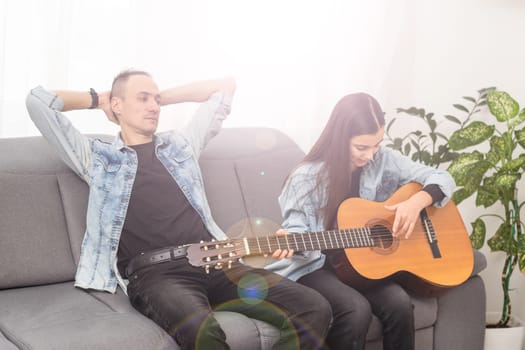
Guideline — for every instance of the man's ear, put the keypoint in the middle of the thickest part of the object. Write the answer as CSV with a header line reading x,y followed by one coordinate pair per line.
x,y
116,105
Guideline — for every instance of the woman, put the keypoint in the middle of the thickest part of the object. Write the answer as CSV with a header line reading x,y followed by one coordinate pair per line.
x,y
348,161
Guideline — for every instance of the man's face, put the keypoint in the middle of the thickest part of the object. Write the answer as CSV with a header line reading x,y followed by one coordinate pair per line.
x,y
139,108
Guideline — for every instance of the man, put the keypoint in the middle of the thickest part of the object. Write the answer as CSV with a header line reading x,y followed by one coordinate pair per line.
x,y
147,199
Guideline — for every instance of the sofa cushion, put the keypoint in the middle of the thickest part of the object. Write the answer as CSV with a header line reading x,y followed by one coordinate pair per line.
x,y
35,245
60,316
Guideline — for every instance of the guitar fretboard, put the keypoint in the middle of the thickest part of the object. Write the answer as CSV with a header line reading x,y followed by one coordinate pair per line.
x,y
347,238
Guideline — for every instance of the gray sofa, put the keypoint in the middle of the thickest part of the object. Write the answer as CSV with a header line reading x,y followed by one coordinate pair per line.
x,y
42,213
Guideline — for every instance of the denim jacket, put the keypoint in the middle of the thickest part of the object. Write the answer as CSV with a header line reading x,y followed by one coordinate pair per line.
x,y
110,169
380,178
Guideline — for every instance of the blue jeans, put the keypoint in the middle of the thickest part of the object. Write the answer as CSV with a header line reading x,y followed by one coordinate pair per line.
x,y
180,298
353,309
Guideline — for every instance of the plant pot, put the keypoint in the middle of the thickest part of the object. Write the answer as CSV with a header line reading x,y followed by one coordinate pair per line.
x,y
510,338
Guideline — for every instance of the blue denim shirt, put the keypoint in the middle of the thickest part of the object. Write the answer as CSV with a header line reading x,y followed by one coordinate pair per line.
x,y
380,178
110,169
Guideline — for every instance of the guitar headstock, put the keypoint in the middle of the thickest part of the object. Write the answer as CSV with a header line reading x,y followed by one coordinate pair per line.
x,y
217,254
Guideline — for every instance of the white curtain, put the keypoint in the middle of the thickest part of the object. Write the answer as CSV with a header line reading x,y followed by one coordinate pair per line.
x,y
292,59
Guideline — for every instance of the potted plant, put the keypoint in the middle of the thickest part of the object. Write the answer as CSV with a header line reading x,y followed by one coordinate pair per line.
x,y
491,171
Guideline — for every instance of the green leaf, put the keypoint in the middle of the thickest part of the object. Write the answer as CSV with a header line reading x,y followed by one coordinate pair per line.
x,y
521,252
502,240
453,119
460,195
497,150
461,107
477,237
506,182
473,134
520,137
520,119
417,112
461,167
502,106
514,165
487,193
468,170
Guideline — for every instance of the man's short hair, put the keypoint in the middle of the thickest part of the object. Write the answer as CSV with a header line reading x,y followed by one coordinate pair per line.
x,y
117,88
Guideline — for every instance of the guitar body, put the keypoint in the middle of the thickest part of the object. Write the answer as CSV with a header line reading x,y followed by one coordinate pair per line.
x,y
412,255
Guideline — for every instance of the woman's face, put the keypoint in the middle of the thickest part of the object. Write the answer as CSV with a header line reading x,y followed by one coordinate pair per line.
x,y
363,148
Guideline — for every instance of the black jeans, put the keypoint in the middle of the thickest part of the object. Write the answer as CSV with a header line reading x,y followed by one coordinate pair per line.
x,y
352,311
180,298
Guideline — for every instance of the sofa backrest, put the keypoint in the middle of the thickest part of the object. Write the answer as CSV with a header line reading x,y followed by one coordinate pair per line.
x,y
43,203
42,213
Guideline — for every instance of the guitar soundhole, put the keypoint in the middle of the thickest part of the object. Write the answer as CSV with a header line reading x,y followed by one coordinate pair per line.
x,y
384,242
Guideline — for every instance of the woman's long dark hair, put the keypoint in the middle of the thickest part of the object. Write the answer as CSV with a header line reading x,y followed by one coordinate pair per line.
x,y
354,115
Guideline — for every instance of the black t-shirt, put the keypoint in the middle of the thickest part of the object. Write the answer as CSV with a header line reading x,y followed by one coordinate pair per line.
x,y
159,214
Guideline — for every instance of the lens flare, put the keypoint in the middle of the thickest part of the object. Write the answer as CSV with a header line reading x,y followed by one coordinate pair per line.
x,y
252,288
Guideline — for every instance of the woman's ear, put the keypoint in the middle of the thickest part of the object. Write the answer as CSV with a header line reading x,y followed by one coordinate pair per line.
x,y
116,105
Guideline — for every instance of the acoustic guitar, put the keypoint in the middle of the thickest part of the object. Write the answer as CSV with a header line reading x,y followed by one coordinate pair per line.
x,y
438,251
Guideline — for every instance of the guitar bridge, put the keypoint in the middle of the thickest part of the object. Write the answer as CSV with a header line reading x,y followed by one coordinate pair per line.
x,y
430,234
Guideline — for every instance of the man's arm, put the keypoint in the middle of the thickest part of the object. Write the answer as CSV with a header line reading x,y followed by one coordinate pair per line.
x,y
199,91
45,109
207,121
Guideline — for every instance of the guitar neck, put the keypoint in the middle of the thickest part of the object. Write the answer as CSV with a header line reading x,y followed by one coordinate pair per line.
x,y
348,238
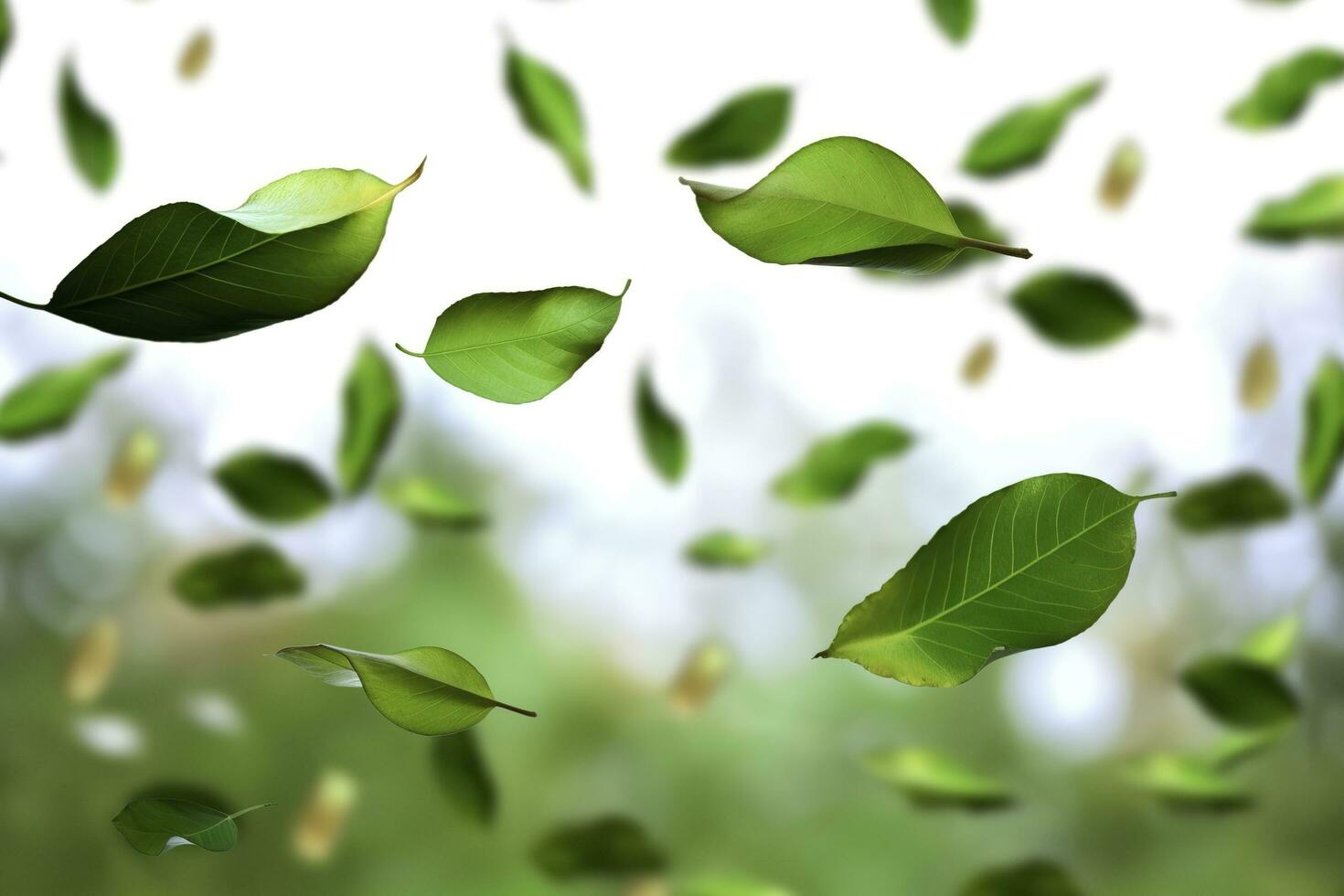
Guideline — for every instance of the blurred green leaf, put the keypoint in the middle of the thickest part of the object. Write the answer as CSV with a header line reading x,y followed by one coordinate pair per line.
x,y
1029,566
841,200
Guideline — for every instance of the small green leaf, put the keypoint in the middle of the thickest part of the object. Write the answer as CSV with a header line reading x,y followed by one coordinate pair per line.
x,y
91,137
835,466
844,202
743,128
276,488
1023,136
519,347
1075,309
549,111
426,690
48,400
1284,91
154,825
725,549
608,847
1323,438
463,774
1237,501
1029,566
251,574
371,404
933,779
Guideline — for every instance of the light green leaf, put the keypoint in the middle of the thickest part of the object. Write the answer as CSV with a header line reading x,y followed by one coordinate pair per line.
x,y
1023,136
519,347
1237,501
91,137
371,404
426,690
48,400
276,488
835,466
841,200
933,779
187,274
743,128
1323,437
1075,309
154,825
549,111
251,574
1284,91
463,774
1029,566
660,432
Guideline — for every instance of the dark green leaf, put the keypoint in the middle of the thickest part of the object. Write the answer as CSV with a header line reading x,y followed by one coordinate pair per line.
x,y
519,347
48,400
1023,136
1029,566
843,202
746,126
426,690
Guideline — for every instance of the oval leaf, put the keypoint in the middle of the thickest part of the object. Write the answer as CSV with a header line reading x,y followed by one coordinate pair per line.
x,y
843,202
1029,566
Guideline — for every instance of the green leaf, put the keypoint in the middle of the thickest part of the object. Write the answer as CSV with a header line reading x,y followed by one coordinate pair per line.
x,y
1316,211
1075,309
955,17
48,400
372,404
1235,501
465,781
1323,438
835,466
660,432
519,347
841,202
154,825
276,488
426,690
743,128
549,111
1029,566
1284,91
720,549
608,847
933,779
91,137
185,272
251,574
1023,136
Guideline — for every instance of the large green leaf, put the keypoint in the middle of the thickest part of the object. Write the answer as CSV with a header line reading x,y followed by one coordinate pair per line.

--*--

→ **Objective**
Render the stretch from the line containing "Guideline — for every instance of the light" through the end of the rows as a Markdown table with two columns, Line No. and Line Text, omitting blank lines.

→ **Exercise response**
| Line No. | Line Text |
|---|---|
| 1 | Guideline — for every instance of the light green leaf, put the keypoint in the middle of the thickest part of the object. Write the answer as CSV with a header line reading x,y followed by one coordinate pair per line. |
| 2 | x,y |
| 3 | 1023,136 |
| 4 | 519,347 |
| 5 | 1237,501 |
| 6 | 91,137 |
| 7 | 371,404 |
| 8 | 426,690 |
| 9 | 48,400 |
| 10 | 276,488 |
| 11 | 835,466 |
| 12 | 841,200 |
| 13 | 933,779 |
| 14 | 187,274 |
| 15 | 743,128 |
| 16 | 1323,437 |
| 17 | 1075,309 |
| 18 | 154,825 |
| 19 | 549,111 |
| 20 | 251,574 |
| 21 | 1284,91 |
| 22 | 463,774 |
| 23 | 1029,566 |
| 24 | 660,432 |
| 25 | Guideline — for every instance of the dark green leaf, put the keypoint in the middle of the thickest part of the object. Write the answer as CSV with a header line reading x,y followed by one coordinate pair per line. |
| 26 | x,y |
| 27 | 519,347 |
| 28 | 48,400 |
| 29 | 1023,136 |
| 30 | 1029,566 |
| 31 | 843,202 |
| 32 | 746,126 |
| 33 | 426,690 |
| 34 | Guideline — for every instance of the oval leaf, put the keypoint in the middle of the thickest part of the object. Write the answer as CSV with a header line reading x,y followed by one coordinate pair per line. |
| 35 | x,y |
| 36 | 843,202 |
| 37 | 1029,566 |
| 38 | Guideline — for every instance of the green leaf, put the keypoint in the middle of the thickest part of the object. Write the answer as CSV with a header line reading x,y followed by one coordinate pair per line. |
| 39 | x,y |
| 40 | 1316,211 |
| 41 | 1075,309 |
| 42 | 955,17 |
| 43 | 48,400 |
| 44 | 372,404 |
| 45 | 1235,501 |
| 46 | 465,781 |
| 47 | 1323,438 |
| 48 | 835,466 |
| 49 | 660,432 |
| 50 | 519,347 |
| 51 | 841,202 |
| 52 | 154,825 |
| 53 | 276,488 |
| 54 | 426,690 |
| 55 | 743,128 |
| 56 | 549,111 |
| 57 | 1029,566 |
| 58 | 1284,91 |
| 59 | 720,549 |
| 60 | 608,847 |
| 61 | 933,779 |
| 62 | 91,137 |
| 63 | 185,272 |
| 64 | 251,574 |
| 65 | 1023,136 |
| 66 | Guideline — for every instance of the large green leaf, put the keypoint in the middle of the thickest part of the object. Write the answer as CSV with a header line reading x,y followed by one coordinate pair per line. |